## [GIVEN TEXT]
=-=-=-=-=

Preventing sports injuries

To help prevent sports injuries, keep your ambition in check, take it slow at the beginning and allow enough recovery time between workouts.

Sports injuries can plague athletes -- even the seasoned ones. Take Lucien Peron, who hurt his ankle after running the gruelling Ironman triathlon. “One day I came back from cycling and started running on the treadmill and I heard a ripping sound in my ankle,” says Peron, a native of Toronto. “My family doctor diagnosed it as a rupture of the protective lining on one of the tendons.” Peron was prescribed rest and physiotherapy.

The injury left Peron with a tricky ankle, and has made him a more cautious athlete. He says he now adjusts his gait to reduce the pressure he puts on his heel. “I make sure to maintain consistent form while training and racing.”

Overuse injuries the most common

“Sports injuries pretty well all fall into the overuse category,” says Dr. Julia Alleyne, an associate professor at the University of Toronto’s David L. Macintosh Sports Clinic. She says that 30 to 35% of beginners are likely to injure themselves, while only 5% of more experienced athletes hurt themselves.

=-=-=-=-=

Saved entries
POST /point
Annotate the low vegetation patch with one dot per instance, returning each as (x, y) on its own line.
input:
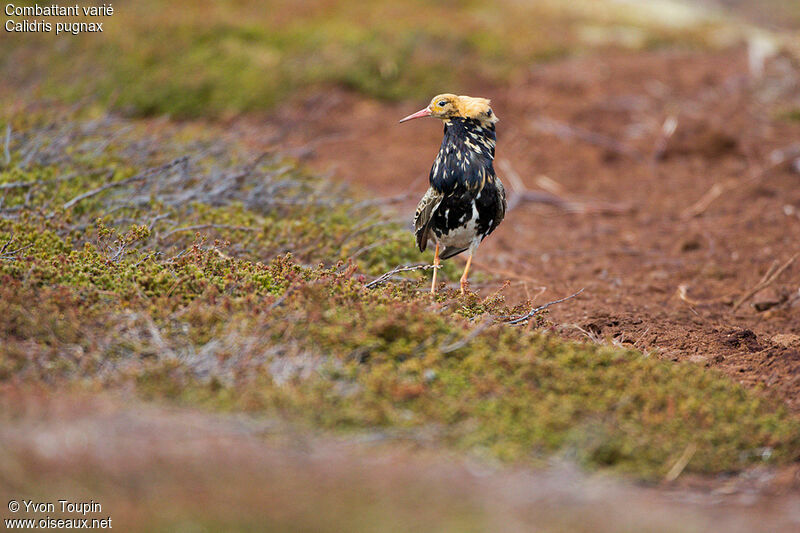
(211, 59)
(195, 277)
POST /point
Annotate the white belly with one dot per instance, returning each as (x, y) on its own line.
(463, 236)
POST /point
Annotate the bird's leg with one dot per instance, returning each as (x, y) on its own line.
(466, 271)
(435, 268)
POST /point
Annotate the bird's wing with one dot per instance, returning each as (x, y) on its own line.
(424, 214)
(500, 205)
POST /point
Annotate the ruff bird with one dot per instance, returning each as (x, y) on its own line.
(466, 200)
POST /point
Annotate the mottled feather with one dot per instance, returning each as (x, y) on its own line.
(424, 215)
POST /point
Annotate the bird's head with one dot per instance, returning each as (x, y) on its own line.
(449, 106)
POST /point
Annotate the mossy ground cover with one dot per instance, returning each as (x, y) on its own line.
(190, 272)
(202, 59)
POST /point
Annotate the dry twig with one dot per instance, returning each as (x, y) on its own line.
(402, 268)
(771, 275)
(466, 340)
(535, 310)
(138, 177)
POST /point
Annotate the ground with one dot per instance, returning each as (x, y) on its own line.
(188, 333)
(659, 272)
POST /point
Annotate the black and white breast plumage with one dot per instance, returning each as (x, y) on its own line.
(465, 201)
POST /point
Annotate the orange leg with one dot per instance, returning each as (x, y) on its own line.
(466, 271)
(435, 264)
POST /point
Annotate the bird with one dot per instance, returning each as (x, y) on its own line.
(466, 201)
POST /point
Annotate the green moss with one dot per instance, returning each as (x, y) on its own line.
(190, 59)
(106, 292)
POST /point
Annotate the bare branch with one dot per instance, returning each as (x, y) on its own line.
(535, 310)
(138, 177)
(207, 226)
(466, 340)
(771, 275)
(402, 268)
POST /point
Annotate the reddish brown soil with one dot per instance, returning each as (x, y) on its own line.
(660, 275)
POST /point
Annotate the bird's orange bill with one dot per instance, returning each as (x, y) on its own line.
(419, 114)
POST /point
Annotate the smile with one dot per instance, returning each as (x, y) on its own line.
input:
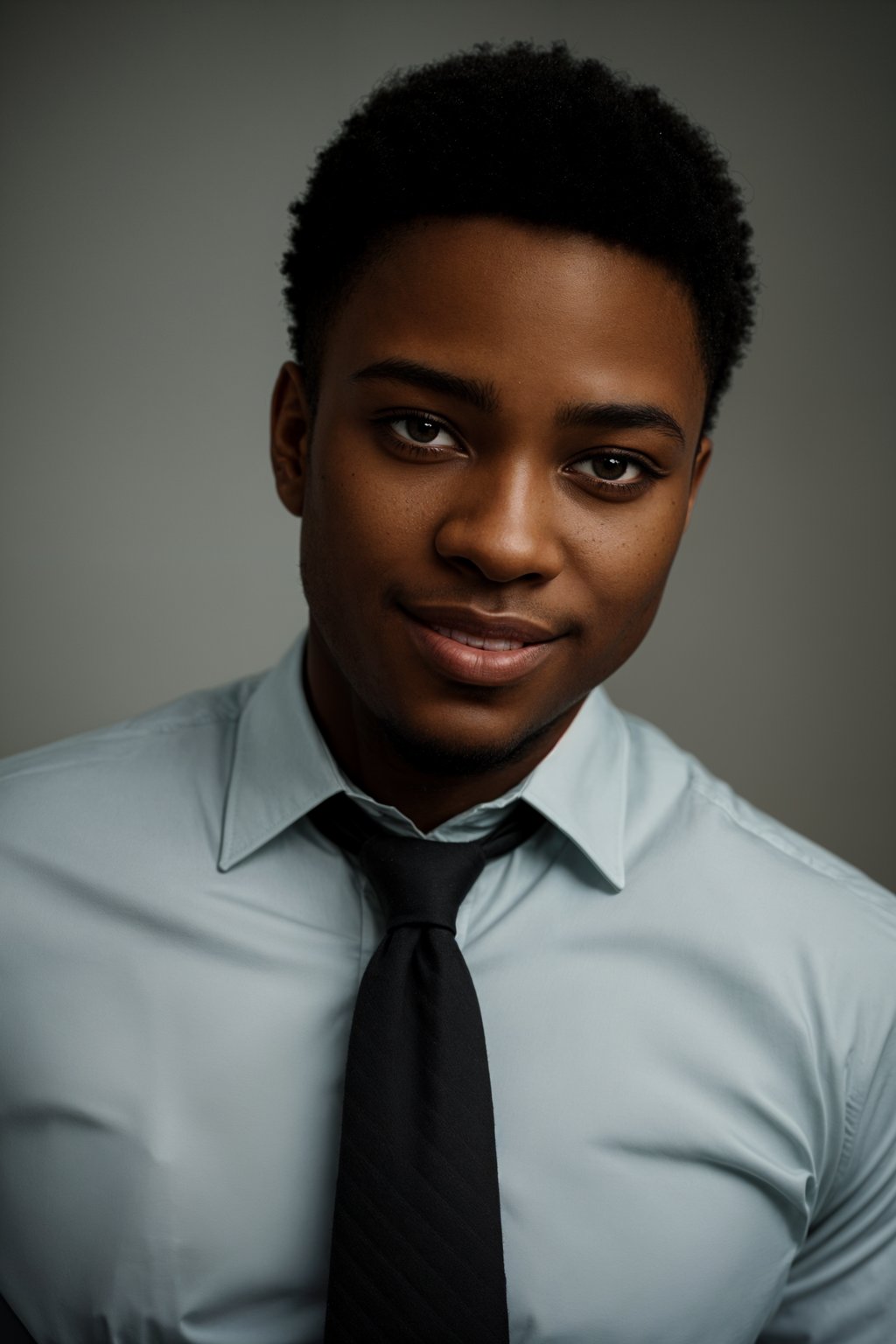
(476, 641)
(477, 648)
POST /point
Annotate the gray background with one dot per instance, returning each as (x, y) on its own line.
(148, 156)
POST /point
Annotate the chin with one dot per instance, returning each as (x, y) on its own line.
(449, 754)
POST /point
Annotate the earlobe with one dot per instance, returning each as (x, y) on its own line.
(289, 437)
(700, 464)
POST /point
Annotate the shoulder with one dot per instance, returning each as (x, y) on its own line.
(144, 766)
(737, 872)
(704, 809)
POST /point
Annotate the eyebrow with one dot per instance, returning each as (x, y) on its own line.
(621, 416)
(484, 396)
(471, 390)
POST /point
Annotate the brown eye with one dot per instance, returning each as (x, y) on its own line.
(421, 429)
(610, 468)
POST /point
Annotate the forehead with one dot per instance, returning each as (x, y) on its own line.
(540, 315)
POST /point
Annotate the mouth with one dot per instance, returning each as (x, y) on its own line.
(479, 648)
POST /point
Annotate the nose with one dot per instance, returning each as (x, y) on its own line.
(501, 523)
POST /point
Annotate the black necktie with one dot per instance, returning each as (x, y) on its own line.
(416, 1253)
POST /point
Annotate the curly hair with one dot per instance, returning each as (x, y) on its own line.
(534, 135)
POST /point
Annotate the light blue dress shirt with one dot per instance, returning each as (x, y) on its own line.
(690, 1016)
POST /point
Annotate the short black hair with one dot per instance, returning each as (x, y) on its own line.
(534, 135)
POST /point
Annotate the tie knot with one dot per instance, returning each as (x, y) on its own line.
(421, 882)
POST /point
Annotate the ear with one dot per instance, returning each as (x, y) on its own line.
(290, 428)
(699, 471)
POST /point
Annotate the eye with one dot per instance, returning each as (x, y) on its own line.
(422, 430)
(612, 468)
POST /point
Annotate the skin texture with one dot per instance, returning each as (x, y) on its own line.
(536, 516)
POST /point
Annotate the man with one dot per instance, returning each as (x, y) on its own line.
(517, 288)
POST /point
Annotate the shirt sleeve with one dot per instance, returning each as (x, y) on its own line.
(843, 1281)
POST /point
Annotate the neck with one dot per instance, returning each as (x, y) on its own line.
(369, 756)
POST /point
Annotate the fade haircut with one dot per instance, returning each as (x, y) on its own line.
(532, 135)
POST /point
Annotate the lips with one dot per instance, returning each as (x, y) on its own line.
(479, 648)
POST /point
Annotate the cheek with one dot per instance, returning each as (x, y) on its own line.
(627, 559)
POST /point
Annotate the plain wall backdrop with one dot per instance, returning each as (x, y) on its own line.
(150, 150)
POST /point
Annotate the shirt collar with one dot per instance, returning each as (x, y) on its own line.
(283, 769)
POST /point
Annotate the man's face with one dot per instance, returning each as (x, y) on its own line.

=-=-=-=-=

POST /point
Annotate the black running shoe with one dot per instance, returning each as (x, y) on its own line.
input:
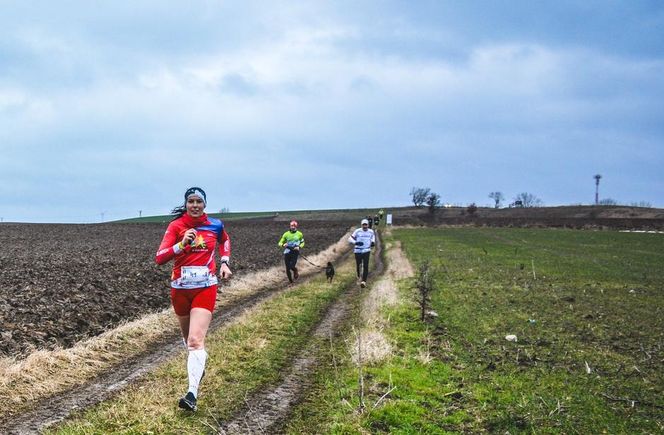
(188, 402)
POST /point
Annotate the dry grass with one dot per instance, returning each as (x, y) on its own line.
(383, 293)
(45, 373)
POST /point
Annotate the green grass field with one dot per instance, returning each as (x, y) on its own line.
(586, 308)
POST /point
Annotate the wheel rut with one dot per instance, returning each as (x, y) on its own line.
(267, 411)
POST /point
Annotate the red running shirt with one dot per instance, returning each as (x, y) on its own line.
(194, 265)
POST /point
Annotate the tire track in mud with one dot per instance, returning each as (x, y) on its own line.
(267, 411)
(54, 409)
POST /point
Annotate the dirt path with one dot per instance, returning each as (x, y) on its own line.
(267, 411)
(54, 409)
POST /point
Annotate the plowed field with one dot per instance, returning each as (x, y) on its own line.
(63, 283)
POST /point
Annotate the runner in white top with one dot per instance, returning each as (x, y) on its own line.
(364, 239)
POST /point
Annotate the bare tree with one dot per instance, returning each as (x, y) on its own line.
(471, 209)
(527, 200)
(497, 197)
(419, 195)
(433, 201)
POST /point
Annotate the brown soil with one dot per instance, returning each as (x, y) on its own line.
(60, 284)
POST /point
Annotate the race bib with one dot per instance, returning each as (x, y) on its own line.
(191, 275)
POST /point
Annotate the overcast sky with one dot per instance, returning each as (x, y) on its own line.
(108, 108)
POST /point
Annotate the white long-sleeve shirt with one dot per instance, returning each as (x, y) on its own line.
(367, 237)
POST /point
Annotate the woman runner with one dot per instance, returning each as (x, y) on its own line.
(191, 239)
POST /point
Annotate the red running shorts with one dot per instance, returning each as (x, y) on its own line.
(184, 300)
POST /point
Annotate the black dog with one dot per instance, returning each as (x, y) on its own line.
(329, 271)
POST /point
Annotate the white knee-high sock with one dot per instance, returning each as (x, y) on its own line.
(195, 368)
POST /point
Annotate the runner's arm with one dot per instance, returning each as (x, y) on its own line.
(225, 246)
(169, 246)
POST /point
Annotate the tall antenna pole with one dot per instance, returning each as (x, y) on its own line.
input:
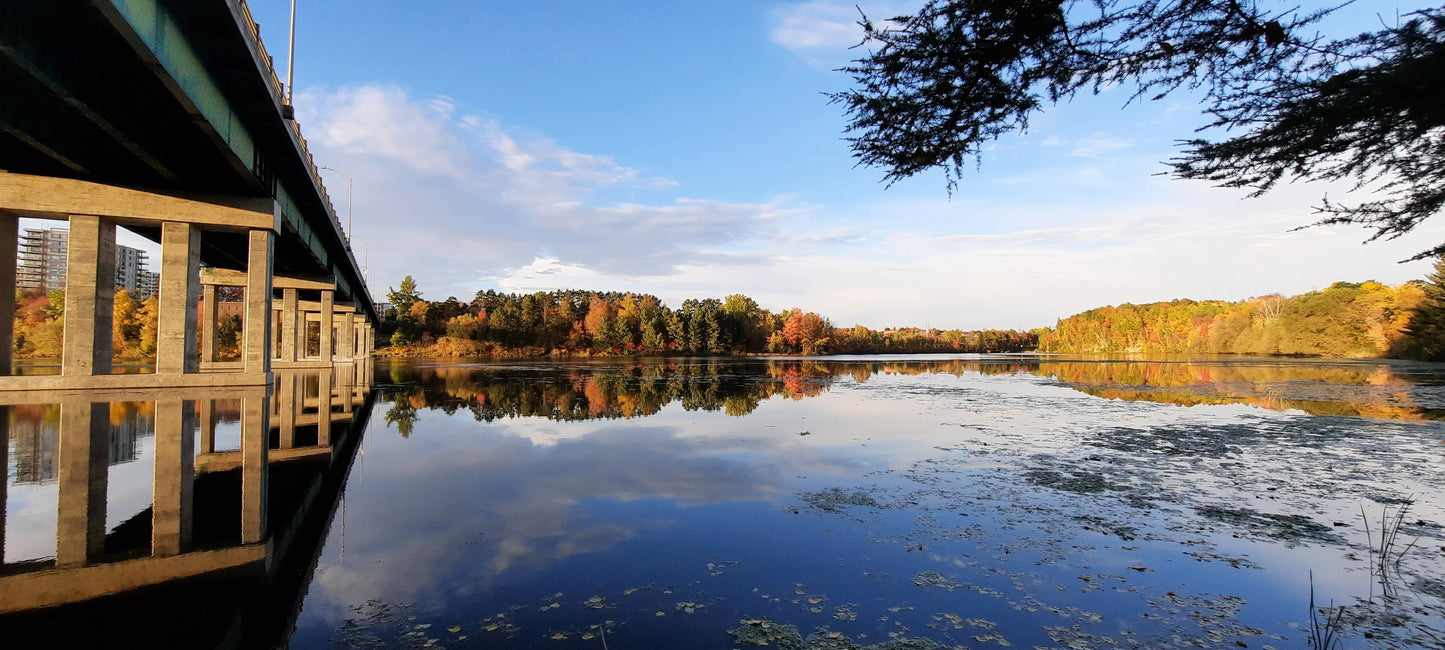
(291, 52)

=-=-=-=-=

## [REQUIREMENT A]
In the text on preventing sports injuries, what did Lucien Peron's family doctor diagnose?
## [REQUIREMENT B]
Copy the passage from the text on preventing sports injuries, starting at "Preventing sports injuries" and ending at "time between workouts.".

## [ANSWER SPACE A]
A rupture of the protective lining on one of the tendons.

## [ANSWER SPACE B]
Preventing sports injuries

To help prevent sports injuries, keep your ambition in check, take it slow at the beginning and allow enough recovery time between workouts.